Page extract
------------------------------------------------

Now that I’ve scared the crap out of you and you probably wouldn’t download it if I paid you, we’ll discuss it’s merits. Here is an actual image of mine from my finished novel.
You can just click it to get a nice full size view.
In the first column, you’ll see that I divided my scenes into chapters. I didn’t do this at first, I did it later, as I looked them over. I think that in the future, I’ll be writing with the chapter endings in mind, so I can be sure they end with page turning material. But, whatever works for you.
In the second column, I’ve done two things. First, I’ve divided the book up into Acts (I guess that was actually done on different rows as opposed to columns, but let’s keep going.) I’ve also numbered each scene as they occur in the act. You’ll notice that scene 9 is greyed out. I did that because I was considering (and did) taking the scene out. By being able to see my story as a whole on this spreadsheet, it became clear that the scene served no purpose and this character didn’t really need a POV. Ever. So, if my scene tracker did nothing else for me, that alone would’ve made it worth it.
Okay, next column: the timeline. I didn’t think, at first, this would matter. And then I realized that in the beginning of this story, Act I takes place over a week. And my week? Had 8 days. That’s why I created this spreadsheet, to help me keep track of what happened, when. Later on, when I needed my character to make reference, I could easily go back and see that event had happened two weeks prior. You may think you will remember this… but you won’t. Because it’s been a month or six for you, or maybe just two days, but it probably wasn’t two weeks.
The next column gives a brief description of what action takes place in the scene. Generally, when I’m writing, I make four folders and name them for each of the acts. Each scene is it’s own file in the respective folder, so the third scene was named: scene 3 justine tells mom.doc. It keeps them in order in the folder and lets me know at a glance what the scene is about. Sure, it’s cryptic to you, but I know exactly what she’s telling her. I just need a little jab to the memory.
Skip two columns over where the page count for the scene is listed. If you look all the way down to Row 22 of that column, you’ll see that Excel did my math for me. I know how long my first act is now. It’s a bit over my target (at least 15 pages, yikes), in fact, so I know with just a look, I’m going to have to cut.
After that: Chapter length. This formula isn’t built in because it depends on how many scenes are in your first chapter, or second. But it’s still fairly simple, even if you want to do the math yourself. For me, a chapter goal is about 20 to 30 pages. Your mileage may vary, but the point is, when I go to cut, I can look at this and see where I got a little wordy or if maybe I need to reorganize how I divided my chapters.
The next is self-explanatory: whose POV is the scene in. Next to that, the number of pages each character is getting, as a whole. I’m not a head hopper, but I do know who my hero and heroine are and who my secondary characters that are getting page time are, and I know a secondary character shouldn’t be getting more and I’d like my hero/heroine to be close to even. Again, it’s right there, at my fingertips. I’ve compiled the information as I wrote. This formula is also not included in the above file for similar reasons–it’ll be different for every story.

------------------------------------------------

Data supplied

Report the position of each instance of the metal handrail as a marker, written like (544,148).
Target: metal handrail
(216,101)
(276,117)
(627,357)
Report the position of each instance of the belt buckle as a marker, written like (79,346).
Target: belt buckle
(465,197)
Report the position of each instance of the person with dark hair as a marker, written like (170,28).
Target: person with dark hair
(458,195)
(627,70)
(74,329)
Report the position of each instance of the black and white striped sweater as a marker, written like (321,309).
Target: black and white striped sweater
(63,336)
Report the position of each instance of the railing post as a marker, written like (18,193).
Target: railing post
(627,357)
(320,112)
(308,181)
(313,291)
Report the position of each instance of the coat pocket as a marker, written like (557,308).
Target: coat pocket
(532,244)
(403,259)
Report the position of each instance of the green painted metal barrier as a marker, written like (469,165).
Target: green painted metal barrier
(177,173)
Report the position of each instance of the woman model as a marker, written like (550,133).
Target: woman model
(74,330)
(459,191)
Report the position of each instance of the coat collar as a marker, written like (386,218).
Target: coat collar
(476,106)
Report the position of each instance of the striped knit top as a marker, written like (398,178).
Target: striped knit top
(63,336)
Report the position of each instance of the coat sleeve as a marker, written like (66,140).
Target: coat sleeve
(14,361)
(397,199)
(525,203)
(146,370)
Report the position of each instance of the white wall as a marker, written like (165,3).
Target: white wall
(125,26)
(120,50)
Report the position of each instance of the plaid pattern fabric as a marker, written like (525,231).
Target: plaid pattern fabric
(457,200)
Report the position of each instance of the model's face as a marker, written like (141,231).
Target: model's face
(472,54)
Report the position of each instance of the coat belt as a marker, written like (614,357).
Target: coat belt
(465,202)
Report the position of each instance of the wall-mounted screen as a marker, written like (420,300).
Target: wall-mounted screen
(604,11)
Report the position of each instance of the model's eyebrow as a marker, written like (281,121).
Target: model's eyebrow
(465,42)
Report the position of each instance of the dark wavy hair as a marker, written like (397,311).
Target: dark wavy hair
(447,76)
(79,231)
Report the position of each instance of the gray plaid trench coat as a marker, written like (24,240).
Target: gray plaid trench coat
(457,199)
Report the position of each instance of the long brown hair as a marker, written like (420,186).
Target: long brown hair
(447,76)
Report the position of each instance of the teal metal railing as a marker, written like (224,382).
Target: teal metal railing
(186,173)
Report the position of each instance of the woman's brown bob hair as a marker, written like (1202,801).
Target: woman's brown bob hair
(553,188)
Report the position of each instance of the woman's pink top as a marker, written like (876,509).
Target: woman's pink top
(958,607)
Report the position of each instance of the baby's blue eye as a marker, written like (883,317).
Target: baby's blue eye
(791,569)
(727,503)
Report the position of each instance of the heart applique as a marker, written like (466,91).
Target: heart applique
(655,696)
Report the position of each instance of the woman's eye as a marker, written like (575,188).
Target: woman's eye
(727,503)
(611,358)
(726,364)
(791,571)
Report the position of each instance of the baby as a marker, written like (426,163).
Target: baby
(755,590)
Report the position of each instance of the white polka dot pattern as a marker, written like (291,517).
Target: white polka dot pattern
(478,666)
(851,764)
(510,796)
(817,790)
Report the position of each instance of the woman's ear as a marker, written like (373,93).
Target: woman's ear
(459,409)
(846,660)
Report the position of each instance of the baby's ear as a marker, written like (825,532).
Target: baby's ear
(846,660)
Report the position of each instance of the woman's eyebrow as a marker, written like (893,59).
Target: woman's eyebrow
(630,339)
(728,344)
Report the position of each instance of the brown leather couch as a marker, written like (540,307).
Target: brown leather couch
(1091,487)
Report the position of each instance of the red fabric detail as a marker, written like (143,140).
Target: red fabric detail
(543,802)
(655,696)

------------------------------------------------

Complete the following
1 - Reproduce the passage of the scene tracker text between "After that: Chapter" and "divided my chapters.", inclusive, with no changes.
2 - Transcribe, word for word, the lines of the entries between the line holding "Report the position of each instance of the woman's ear" and the last line of the entries, inclusive.

Results by task
1 -
After that: Chapter length. This formula isn’t built in because it depends on how many scenes are in your first chapter, or second. But it’s still fairly simple, even if you want to do the math yourself. For me, a chapter goal is about 20 to 30 pages. Your mileage may vary, but the point is, when I go to cut, I can look at this and see where I got a little wordy or if maybe I need to reorganize how I divided my chapters.

2 -
Report the position of each instance of the woman's ear as a marker, written like (373,93).
Target: woman's ear
(459,409)
(846,660)
Report the position of each instance of the baby's ear as a marker, written like (825,532).
Target: baby's ear
(846,660)
Report the position of each instance of the woman's eyebrow as a marker, written like (893,59).
Target: woman's eyebrow
(630,339)
(728,344)
Report the position of each instance of the brown leather couch as a marker, written like (540,307).
Target: brown leather couch
(1091,487)
Report the position of each instance of the red fabric detail as a marker, written like (143,140).
Target: red fabric detail
(543,802)
(655,696)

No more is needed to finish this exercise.